■ What you should do: Pictures aside, repeat all the entries below exactly as they appear.

■ Data for this task:
_ _ _
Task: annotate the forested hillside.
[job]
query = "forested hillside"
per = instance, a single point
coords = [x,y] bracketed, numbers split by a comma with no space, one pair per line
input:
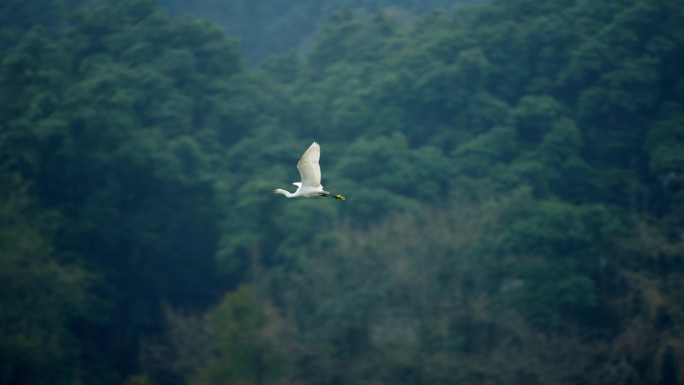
[514,175]
[269,27]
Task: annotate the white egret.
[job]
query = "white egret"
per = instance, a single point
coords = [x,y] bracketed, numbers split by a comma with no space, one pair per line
[310,172]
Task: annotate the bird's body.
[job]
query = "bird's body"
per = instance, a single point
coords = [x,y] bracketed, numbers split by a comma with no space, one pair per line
[310,172]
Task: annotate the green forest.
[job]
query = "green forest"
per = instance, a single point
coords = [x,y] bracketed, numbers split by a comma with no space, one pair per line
[514,175]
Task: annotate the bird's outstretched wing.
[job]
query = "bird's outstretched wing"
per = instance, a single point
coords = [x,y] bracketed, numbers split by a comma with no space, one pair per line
[308,166]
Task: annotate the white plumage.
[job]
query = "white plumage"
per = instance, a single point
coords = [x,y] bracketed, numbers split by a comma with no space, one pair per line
[310,173]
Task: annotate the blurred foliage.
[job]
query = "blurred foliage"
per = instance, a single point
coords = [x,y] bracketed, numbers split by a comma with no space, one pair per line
[513,172]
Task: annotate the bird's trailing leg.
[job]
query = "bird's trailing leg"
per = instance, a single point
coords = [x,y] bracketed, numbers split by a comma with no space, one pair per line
[338,196]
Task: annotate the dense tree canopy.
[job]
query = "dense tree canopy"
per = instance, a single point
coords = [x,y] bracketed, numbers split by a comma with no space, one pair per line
[514,174]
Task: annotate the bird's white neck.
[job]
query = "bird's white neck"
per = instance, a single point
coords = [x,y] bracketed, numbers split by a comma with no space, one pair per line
[284,192]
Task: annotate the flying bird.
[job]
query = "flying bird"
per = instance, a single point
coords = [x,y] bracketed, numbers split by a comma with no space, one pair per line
[310,172]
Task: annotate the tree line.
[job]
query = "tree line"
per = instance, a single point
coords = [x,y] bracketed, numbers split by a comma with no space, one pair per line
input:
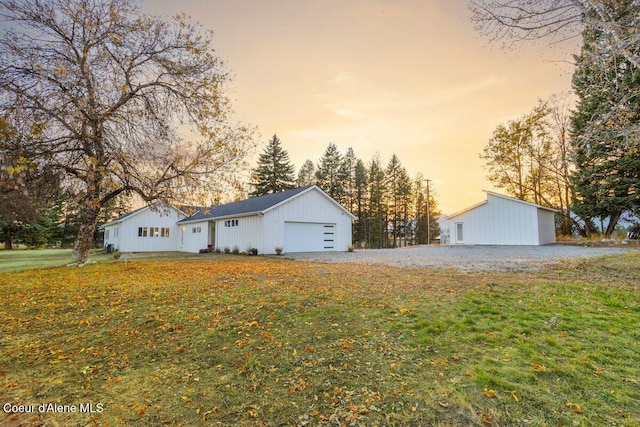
_ _ _
■ Answer section:
Task: annotate the forested hillside.
[job]
query = "forested hillside"
per = instance, a single point
coords = [x,y] bracketed, numbers split by a comma with no space, one pair per line
input:
[514,175]
[269,27]
Task: annotate the white egret.
[job]
query = "white egret"
per = instance, a single point
coords = [x,y] bracketed, numbers split by a comma with no space, one pair per line
[310,172]
Task: annotate the bird's body.
[job]
query = "bird's body"
per = instance, a single point
coords = [x,y] bracketed, numbers split by a comma with no space, one pair per line
[310,172]
Task: annotate the green forest.
[job]
query = "green forest"
per = instance, a single point
coords = [x,y] bracketed, numbers split by a comma with no space, one pair per line
[514,175]
Task: annotate the bird's outstretched wing.
[job]
query = "bird's outstretched wing"
per = instance, a single point
coords = [x,y] bracketed, numbers split by a comma with no space, one pair per line
[308,166]
Task: annotate the white plumage.
[job]
query = "white plumage"
per = instance, a single point
coords = [x,y] bracketed, numbers split by a comma with no space, one pair per line
[310,173]
Task: annotate the blurred foliage.
[job]
query = "blurred foliage"
per = instance, a single point
coords = [x,y] bracketed, numbers split by a comma with no space, one pair per line
[513,172]
Task: annotate the bird's trailing leg.
[job]
query = "bird's trailing leg"
per = instance, a single point
coords = [x,y] bracketed, numbers split by a comma with no space, one pair per line
[338,196]
Task: annotate the dense tree canopy.
[job]
query = "dense tree canopy"
per = instance, a single point
coords = [x,y] bracketed, numbers split by a comma with no space, one pair per line
[514,174]
Task: annotate the bird's white neck.
[job]
query = "bird's white neck"
per = instance, a single point
coords = [x,y] bracketed, numbers split by a comma with no space, one pair per line
[284,192]
Task: annotate the flying bird.
[job]
query = "flying bird"
per = instance, a single point
coords = [x,y] bracketed, numbers split by a comma with no space, one pair per line
[310,172]
Task: annotate the tree line.
[job]
query = "tree line"
per = instance, a single point
coords = [x,y] bracketed, numbers split by a comma with no space, one pair per line
input:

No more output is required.